THIS COMMON STOCK PURCHASE WARRANT HAS NOT BEEN REGISTERED UNDER
THE SECURITIES ACT OF 1933, AS AMENDED (THE "SECURITIES ACT") OR
UNDER ANY APPLICABLE LAW OR REGULATION OF ANY STATE.  THIS COMMON
STOCK WARRANT MAY NOT BE SOLD, OFFERED, ASSIGNED OR TRANSFERRED
UNLESS THE WARRANT IS REGISTERED UNDER THE SECURITIES ACT AND
APPLICABLE STATE SECURITIES LAWS, OR UNLESS SUCH OFFERS, SALES,
ASSIGNMENTS AND TRANSFERS ARE MADE PURSUANT TO THE AVAILABLE
EXEMPTIONS FROM THE REGISTRATION REQUIREMENTS OF THOSE LAWS.

                           CANMAX INC.
                                
                  COMMON STOCK PURCHASE WARRANT

                                         DATED:  January 30, 1998

<TABLE>

<S>                      <C>                      <C>       <C>
Number of Common Shares: 1,000,000                Holder:   James C. Bernet
Purchase Price:          $3.00 per share                    13553 Poway Road, Suite 1506
Expiration Date:         Five (5) years                     Poway, CA  92064
                           from date of vesting

For identification only. The governing terms of this Warrant are set forth below.
</TABLE>


     CANMAX INC., a Wyoming corporation (the "Company"), hereby
certifies that, for value received, James C. Bernet (the
"Holder"), is entitled, subject to the terms set forth below, to
purchase from the Company at any time or from time to time prior
to the earlier of (a) five (5) years following the date of
vesting, if ever, of the Warrant Shares or (b) the date of the
termination of the employment of James C. Bernet ("Bernet") under
the Employment Contract of even date herewith among Bernet, the
Company and USC either (i) by the Company or USC for "cause" (as
defined therein), or (ii) by Bernet voluntarily (the "Exercise
Period"), at the Purchase Price hereinafter set forth, One
Million (1,000,000) fully paid and nonassessable shares of Common
Stock (as hereinafter defined) of the Company.  The number and
character of such shares of Common Stock and the Purchase Price
are subject to adjustment as provided herein.

     The purchase price per share of Common Stock issuable upon
exercise of this Warrant (the "Purchase Price") shall initially
be $3.00; provided, however, that the Purchase Price shall be
adjusted from time to time as provided herein.

# DATA
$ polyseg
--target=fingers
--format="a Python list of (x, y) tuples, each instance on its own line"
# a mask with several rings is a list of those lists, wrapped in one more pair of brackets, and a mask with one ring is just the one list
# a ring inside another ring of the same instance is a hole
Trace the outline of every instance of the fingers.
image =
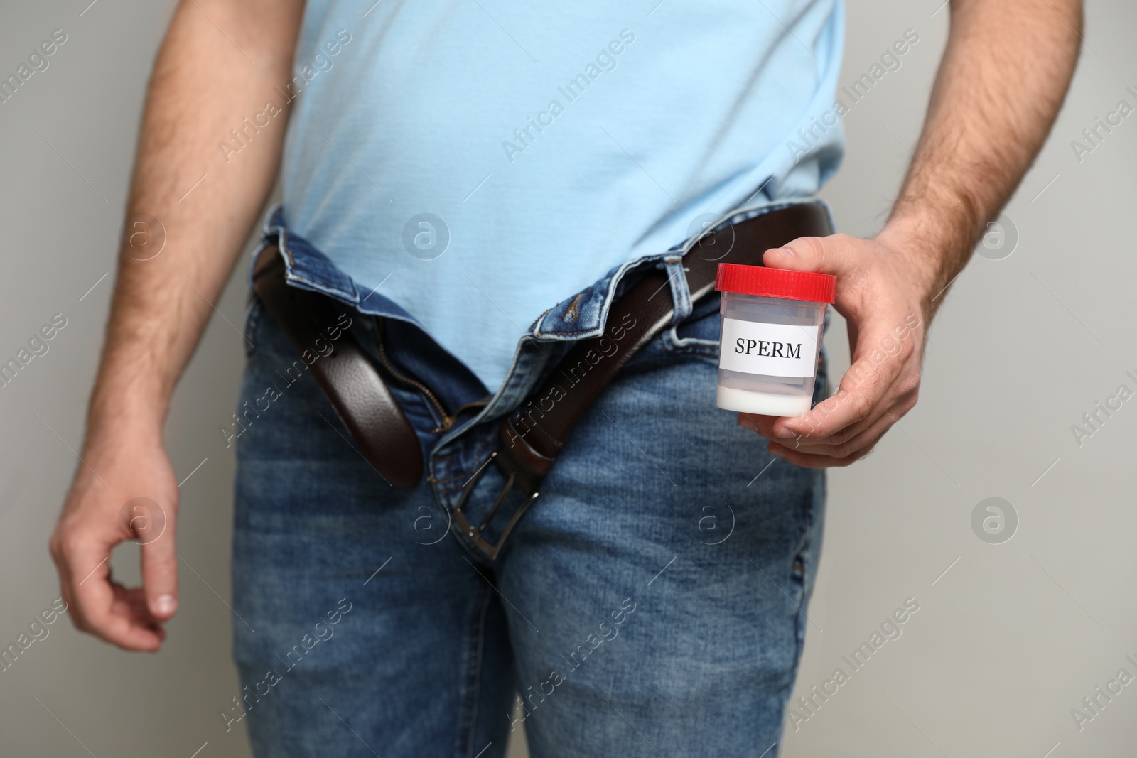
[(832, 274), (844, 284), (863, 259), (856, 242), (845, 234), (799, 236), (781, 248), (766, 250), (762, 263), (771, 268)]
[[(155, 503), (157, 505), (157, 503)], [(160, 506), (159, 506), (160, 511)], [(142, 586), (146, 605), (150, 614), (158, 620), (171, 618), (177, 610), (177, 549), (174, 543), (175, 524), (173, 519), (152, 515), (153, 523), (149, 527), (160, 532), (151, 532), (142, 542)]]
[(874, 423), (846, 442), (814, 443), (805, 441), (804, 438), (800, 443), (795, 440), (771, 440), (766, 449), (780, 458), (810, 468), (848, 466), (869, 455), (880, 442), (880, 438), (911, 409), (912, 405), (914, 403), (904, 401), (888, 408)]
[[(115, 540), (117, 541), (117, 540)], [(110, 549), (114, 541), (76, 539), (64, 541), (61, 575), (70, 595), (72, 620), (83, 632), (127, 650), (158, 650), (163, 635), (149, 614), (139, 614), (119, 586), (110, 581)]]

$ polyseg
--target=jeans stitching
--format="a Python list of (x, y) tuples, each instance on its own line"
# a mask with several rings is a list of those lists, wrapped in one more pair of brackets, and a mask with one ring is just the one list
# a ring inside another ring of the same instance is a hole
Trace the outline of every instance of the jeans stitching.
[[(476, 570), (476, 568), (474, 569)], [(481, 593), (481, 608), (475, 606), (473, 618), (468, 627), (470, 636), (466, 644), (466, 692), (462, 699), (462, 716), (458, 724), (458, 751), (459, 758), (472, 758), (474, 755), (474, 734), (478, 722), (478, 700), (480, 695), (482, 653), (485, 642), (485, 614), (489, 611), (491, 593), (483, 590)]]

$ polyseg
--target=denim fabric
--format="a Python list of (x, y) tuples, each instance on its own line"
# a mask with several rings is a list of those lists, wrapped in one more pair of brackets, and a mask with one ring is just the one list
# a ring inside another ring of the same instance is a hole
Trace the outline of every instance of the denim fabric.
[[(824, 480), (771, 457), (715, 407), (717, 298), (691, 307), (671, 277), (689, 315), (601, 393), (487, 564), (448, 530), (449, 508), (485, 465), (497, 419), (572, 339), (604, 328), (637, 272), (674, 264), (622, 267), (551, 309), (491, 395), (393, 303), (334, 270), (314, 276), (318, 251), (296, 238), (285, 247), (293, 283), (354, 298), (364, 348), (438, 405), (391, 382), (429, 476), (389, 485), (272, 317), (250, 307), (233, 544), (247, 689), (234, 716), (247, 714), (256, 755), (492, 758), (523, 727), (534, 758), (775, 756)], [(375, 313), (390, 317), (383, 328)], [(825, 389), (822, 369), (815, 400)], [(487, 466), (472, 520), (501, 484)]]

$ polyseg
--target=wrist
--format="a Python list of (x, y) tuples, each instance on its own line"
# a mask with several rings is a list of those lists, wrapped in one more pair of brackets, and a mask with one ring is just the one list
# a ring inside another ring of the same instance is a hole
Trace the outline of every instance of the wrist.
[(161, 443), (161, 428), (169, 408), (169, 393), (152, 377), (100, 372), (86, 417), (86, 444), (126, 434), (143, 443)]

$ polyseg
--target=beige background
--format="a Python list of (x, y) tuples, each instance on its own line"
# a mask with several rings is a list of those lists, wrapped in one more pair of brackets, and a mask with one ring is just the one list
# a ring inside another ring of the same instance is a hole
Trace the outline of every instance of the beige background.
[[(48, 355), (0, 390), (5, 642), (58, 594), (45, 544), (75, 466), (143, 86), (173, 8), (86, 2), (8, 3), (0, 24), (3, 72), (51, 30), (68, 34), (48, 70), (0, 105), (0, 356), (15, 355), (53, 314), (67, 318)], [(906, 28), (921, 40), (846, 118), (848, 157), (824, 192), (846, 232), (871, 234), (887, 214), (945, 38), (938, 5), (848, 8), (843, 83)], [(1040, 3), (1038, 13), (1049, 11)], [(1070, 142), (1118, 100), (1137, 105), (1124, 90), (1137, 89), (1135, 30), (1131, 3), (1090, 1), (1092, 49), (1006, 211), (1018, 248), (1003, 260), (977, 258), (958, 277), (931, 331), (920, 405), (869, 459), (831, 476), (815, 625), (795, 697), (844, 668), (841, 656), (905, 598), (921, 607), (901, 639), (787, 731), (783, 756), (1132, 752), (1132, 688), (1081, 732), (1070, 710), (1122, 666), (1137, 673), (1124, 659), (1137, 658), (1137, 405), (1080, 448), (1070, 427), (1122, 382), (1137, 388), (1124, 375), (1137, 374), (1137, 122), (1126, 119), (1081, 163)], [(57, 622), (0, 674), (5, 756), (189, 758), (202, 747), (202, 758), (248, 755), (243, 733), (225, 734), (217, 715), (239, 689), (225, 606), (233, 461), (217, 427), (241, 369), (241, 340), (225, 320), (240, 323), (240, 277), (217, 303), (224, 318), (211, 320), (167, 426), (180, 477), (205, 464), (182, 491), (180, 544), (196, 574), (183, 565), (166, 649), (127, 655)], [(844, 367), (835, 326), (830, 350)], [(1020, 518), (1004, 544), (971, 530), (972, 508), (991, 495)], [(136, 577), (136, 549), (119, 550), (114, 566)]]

# WHAT THE TASK REQUIRES
Continue the Canmax stock warrant from the point where it stops, picking up after the paragraph on the initial $3.00 purchase price.

# SOLVED EXERCISE
     As used herein the following terms, unless the context
otherwise requires, have the following respective meanings:

          (a)  The term "Company" means Canmax Inc. and any
     entity that shall succeed or assume the obligations of such
     corporation hereunder.

          (b)  The term "Common Stock" means the Company's common
     stock, no par value per share.

                               -1-

<PAGE>

          (c)  The term "Fair Market Value" means the closing
     price of the shares of Common Stock on the date of delivery
     of any Notice of Exercise as reported on the Nasdaq SmallCap
     Market (or other exchange on which the Common Stock is
     traded or, if not traded on any exchange, then the closing
     bid price as of such date on the over-the-counter market or,
     if not quoted on the over-the-counter market, then as
     determined by the Board of Directors).

          (d)  The term "Tax Withholding Liability" means all
     federal and state income taxes, social security taxes and
     other taxes applicable to compensation income arising from
     the exercise of this Warrant required by applicable law to
     be withheld by the Company.

          (e)  The term "USC" means USCommunication Services,
     Inc., a Delaware corporation and wholly owned subsidiary of
     the Company.

          (f)  The term "Warrant Shares" means as of any date
     during the Exercise Period, that number of shares of Common
     Stock which shall be exercisable (subject to any vesting
     requirements) by the Holder hereof pursuant to the terms of
     this Warrant.

     1.   VESTING AND EXERCISE OF WARRANT.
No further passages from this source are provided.